• [Instructions to follow]: The listing must be reproduced in full, exactly as it stands.
Start of Stored rows
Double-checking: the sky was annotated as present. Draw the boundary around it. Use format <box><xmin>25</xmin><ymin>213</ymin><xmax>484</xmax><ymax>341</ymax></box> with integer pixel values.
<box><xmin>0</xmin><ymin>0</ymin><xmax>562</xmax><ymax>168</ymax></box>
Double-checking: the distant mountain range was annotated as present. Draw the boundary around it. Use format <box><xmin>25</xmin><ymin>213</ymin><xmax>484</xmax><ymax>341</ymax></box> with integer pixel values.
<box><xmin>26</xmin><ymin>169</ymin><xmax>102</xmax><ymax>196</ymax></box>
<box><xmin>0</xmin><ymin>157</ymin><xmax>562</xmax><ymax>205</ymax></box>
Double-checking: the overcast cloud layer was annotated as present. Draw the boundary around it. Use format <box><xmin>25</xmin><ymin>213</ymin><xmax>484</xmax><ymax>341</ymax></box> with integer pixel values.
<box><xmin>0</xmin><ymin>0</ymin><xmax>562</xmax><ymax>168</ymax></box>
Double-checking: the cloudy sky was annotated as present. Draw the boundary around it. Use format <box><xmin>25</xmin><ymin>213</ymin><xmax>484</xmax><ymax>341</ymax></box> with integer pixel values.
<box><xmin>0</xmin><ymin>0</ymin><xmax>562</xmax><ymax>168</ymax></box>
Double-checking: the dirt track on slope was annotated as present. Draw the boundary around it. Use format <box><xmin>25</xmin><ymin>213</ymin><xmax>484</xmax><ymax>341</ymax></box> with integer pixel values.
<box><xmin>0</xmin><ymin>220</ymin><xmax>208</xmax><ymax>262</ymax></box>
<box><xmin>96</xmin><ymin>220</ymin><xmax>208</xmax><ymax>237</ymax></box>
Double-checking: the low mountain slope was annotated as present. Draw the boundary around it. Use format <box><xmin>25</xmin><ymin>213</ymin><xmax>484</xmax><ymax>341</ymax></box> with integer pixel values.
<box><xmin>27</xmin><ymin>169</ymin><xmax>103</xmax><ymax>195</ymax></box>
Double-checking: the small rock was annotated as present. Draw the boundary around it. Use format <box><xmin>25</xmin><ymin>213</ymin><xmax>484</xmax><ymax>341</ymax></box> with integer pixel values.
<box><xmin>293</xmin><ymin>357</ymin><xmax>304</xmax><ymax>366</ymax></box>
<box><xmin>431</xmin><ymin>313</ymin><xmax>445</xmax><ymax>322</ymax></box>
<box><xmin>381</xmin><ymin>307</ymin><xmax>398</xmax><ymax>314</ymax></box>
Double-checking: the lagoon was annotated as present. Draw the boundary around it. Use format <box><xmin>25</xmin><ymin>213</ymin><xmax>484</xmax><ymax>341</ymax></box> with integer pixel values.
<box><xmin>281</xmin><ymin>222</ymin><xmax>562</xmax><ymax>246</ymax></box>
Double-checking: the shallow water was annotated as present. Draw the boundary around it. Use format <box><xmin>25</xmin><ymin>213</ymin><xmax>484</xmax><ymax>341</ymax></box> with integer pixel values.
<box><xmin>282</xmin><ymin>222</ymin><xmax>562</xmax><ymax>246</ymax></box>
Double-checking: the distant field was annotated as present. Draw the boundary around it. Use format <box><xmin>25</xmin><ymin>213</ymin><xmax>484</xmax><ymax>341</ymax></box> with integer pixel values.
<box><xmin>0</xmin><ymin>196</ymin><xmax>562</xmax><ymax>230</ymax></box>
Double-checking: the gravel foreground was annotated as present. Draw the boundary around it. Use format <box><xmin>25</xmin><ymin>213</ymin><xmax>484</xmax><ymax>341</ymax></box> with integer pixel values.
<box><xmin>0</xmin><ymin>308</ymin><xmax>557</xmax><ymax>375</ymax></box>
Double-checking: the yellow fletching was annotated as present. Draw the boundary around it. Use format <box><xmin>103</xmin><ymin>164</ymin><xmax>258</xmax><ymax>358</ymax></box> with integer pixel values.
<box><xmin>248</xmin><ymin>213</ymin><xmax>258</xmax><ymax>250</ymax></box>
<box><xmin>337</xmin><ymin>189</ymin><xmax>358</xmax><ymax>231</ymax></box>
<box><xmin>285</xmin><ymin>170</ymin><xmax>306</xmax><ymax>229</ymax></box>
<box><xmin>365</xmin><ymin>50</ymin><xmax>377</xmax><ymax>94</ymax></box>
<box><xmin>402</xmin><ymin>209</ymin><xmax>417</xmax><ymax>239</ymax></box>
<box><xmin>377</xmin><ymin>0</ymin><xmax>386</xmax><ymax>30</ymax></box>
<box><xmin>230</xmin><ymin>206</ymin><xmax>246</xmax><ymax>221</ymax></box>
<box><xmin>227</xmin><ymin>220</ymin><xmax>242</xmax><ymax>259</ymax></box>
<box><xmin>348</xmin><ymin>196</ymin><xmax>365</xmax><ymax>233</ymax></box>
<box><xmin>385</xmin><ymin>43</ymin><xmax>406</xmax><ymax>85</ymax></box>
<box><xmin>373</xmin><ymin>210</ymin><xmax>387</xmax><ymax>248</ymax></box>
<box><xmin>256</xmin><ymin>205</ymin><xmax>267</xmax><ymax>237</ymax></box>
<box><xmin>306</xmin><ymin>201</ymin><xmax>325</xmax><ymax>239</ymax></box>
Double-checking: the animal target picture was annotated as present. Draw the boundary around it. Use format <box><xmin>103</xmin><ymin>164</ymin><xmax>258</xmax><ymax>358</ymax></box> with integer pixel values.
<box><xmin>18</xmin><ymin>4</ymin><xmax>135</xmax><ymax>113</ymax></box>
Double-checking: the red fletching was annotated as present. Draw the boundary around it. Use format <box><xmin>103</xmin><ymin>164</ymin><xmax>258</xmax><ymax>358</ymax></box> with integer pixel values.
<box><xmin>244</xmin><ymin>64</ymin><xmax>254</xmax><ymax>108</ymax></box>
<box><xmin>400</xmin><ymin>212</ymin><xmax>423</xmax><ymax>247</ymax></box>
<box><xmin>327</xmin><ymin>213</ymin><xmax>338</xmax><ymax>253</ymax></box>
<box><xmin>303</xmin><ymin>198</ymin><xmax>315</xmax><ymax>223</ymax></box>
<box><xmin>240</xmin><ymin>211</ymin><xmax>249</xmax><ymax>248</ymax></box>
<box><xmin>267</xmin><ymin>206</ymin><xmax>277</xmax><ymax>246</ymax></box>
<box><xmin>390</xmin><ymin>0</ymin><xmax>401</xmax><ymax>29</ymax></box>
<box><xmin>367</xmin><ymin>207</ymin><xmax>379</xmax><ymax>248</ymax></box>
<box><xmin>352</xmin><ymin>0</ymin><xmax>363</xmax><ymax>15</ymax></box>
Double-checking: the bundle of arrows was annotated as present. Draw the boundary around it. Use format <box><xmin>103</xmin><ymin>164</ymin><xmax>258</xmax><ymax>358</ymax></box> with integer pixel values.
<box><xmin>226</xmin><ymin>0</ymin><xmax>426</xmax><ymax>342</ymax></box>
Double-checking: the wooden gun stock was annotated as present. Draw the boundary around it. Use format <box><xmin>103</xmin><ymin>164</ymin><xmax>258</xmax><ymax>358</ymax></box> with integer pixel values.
End of Stored rows
• [Written response]:
Double-checking: the sky was annotated as present. Draw the boundary around it. Use format <box><xmin>25</xmin><ymin>213</ymin><xmax>484</xmax><ymax>341</ymax></box> with integer pixel values.
<box><xmin>0</xmin><ymin>0</ymin><xmax>562</xmax><ymax>168</ymax></box>
Double-checking: the distant mountain range was annotated as present. Draw the boundary around it. Use format <box><xmin>25</xmin><ymin>213</ymin><xmax>484</xmax><ymax>341</ymax></box> with integer pixel values.
<box><xmin>26</xmin><ymin>169</ymin><xmax>102</xmax><ymax>196</ymax></box>
<box><xmin>0</xmin><ymin>157</ymin><xmax>562</xmax><ymax>205</ymax></box>
Double-checking: the overcast cloud layer was annotated as present. Draw the boundary around it. Use format <box><xmin>25</xmin><ymin>213</ymin><xmax>484</xmax><ymax>341</ymax></box> with integer pixel values.
<box><xmin>0</xmin><ymin>0</ymin><xmax>562</xmax><ymax>168</ymax></box>
Double-checking: the cloudy sky was annotated as present. Draw the boundary around it. Use format <box><xmin>25</xmin><ymin>213</ymin><xmax>484</xmax><ymax>341</ymax></box> with integer pixel values.
<box><xmin>0</xmin><ymin>0</ymin><xmax>562</xmax><ymax>168</ymax></box>
Double-checking: the dirt track on slope was annotated as present. Draw the boundary around it. Use format <box><xmin>25</xmin><ymin>213</ymin><xmax>484</xmax><ymax>341</ymax></box> with integer pixel values.
<box><xmin>0</xmin><ymin>220</ymin><xmax>208</xmax><ymax>262</ymax></box>
<box><xmin>96</xmin><ymin>220</ymin><xmax>208</xmax><ymax>237</ymax></box>
Double-checking: the low mountain slope was annotated as present. Draw the boundary around it. Use format <box><xmin>25</xmin><ymin>213</ymin><xmax>484</xmax><ymax>341</ymax></box> with integer pixel values.
<box><xmin>27</xmin><ymin>169</ymin><xmax>103</xmax><ymax>195</ymax></box>
Double-checking: the small rock was annotated as present. Draw the boundary around it. Use format <box><xmin>25</xmin><ymin>213</ymin><xmax>484</xmax><ymax>341</ymax></box> with integer pixel values.
<box><xmin>293</xmin><ymin>357</ymin><xmax>304</xmax><ymax>366</ymax></box>
<box><xmin>431</xmin><ymin>313</ymin><xmax>445</xmax><ymax>322</ymax></box>
<box><xmin>381</xmin><ymin>307</ymin><xmax>398</xmax><ymax>314</ymax></box>
Double-checking: the lagoon was annotated as present. Draw the boundary around it. Use format <box><xmin>25</xmin><ymin>213</ymin><xmax>484</xmax><ymax>341</ymax></box> with integer pixel values.
<box><xmin>281</xmin><ymin>222</ymin><xmax>562</xmax><ymax>246</ymax></box>
Double-checking: the shallow water was annotated as present. Draw the boundary around it. Use format <box><xmin>25</xmin><ymin>213</ymin><xmax>484</xmax><ymax>341</ymax></box> with integer pixel values.
<box><xmin>282</xmin><ymin>222</ymin><xmax>562</xmax><ymax>246</ymax></box>
Double-checking: the distant field was annotated as present. Draw the boundary around it. Use format <box><xmin>25</xmin><ymin>213</ymin><xmax>484</xmax><ymax>341</ymax></box> with integer pixel values.
<box><xmin>0</xmin><ymin>196</ymin><xmax>562</xmax><ymax>230</ymax></box>
Double-checking: the gravel foreground was annotated as present. Draw the boundary around it. Use format <box><xmin>25</xmin><ymin>213</ymin><xmax>484</xmax><ymax>341</ymax></box> with integer pixel values.
<box><xmin>0</xmin><ymin>308</ymin><xmax>557</xmax><ymax>375</ymax></box>
Double-checking: the yellow fletching was annotated as present. Draw the boundary around it. Use format <box><xmin>103</xmin><ymin>164</ymin><xmax>258</xmax><ymax>358</ymax></box> with integer pixel values.
<box><xmin>248</xmin><ymin>213</ymin><xmax>258</xmax><ymax>250</ymax></box>
<box><xmin>337</xmin><ymin>189</ymin><xmax>358</xmax><ymax>231</ymax></box>
<box><xmin>285</xmin><ymin>170</ymin><xmax>306</xmax><ymax>229</ymax></box>
<box><xmin>365</xmin><ymin>50</ymin><xmax>377</xmax><ymax>94</ymax></box>
<box><xmin>402</xmin><ymin>209</ymin><xmax>417</xmax><ymax>239</ymax></box>
<box><xmin>377</xmin><ymin>0</ymin><xmax>386</xmax><ymax>30</ymax></box>
<box><xmin>230</xmin><ymin>206</ymin><xmax>246</xmax><ymax>221</ymax></box>
<box><xmin>227</xmin><ymin>220</ymin><xmax>242</xmax><ymax>259</ymax></box>
<box><xmin>348</xmin><ymin>196</ymin><xmax>365</xmax><ymax>233</ymax></box>
<box><xmin>385</xmin><ymin>43</ymin><xmax>406</xmax><ymax>85</ymax></box>
<box><xmin>373</xmin><ymin>210</ymin><xmax>387</xmax><ymax>248</ymax></box>
<box><xmin>256</xmin><ymin>205</ymin><xmax>267</xmax><ymax>237</ymax></box>
<box><xmin>306</xmin><ymin>201</ymin><xmax>325</xmax><ymax>239</ymax></box>
Double-checking: the animal target picture was annotated as present. Draw the boundary around it. Use format <box><xmin>103</xmin><ymin>164</ymin><xmax>258</xmax><ymax>358</ymax></box> with integer pixel values.
<box><xmin>18</xmin><ymin>4</ymin><xmax>135</xmax><ymax>113</ymax></box>
Double-checking: the red fletching was annotated as present. Draw the boundary around it. Use format <box><xmin>103</xmin><ymin>164</ymin><xmax>258</xmax><ymax>358</ymax></box> with integer pixel values.
<box><xmin>244</xmin><ymin>64</ymin><xmax>254</xmax><ymax>108</ymax></box>
<box><xmin>400</xmin><ymin>212</ymin><xmax>423</xmax><ymax>247</ymax></box>
<box><xmin>327</xmin><ymin>213</ymin><xmax>338</xmax><ymax>253</ymax></box>
<box><xmin>303</xmin><ymin>198</ymin><xmax>315</xmax><ymax>223</ymax></box>
<box><xmin>240</xmin><ymin>211</ymin><xmax>249</xmax><ymax>248</ymax></box>
<box><xmin>267</xmin><ymin>206</ymin><xmax>277</xmax><ymax>246</ymax></box>
<box><xmin>390</xmin><ymin>0</ymin><xmax>401</xmax><ymax>29</ymax></box>
<box><xmin>367</xmin><ymin>207</ymin><xmax>379</xmax><ymax>248</ymax></box>
<box><xmin>352</xmin><ymin>0</ymin><xmax>363</xmax><ymax>15</ymax></box>
Double-checking: the bundle of arrows was annotated as present. Draw the boundary around it. Use format <box><xmin>103</xmin><ymin>164</ymin><xmax>258</xmax><ymax>358</ymax></box> with integer pixel values.
<box><xmin>226</xmin><ymin>0</ymin><xmax>426</xmax><ymax>342</ymax></box>
Double-checking: the wooden gun stock was annotated as present. Draw the boundary around it. Use format <box><xmin>103</xmin><ymin>164</ymin><xmax>258</xmax><ymax>358</ymax></box> with integer pixel values.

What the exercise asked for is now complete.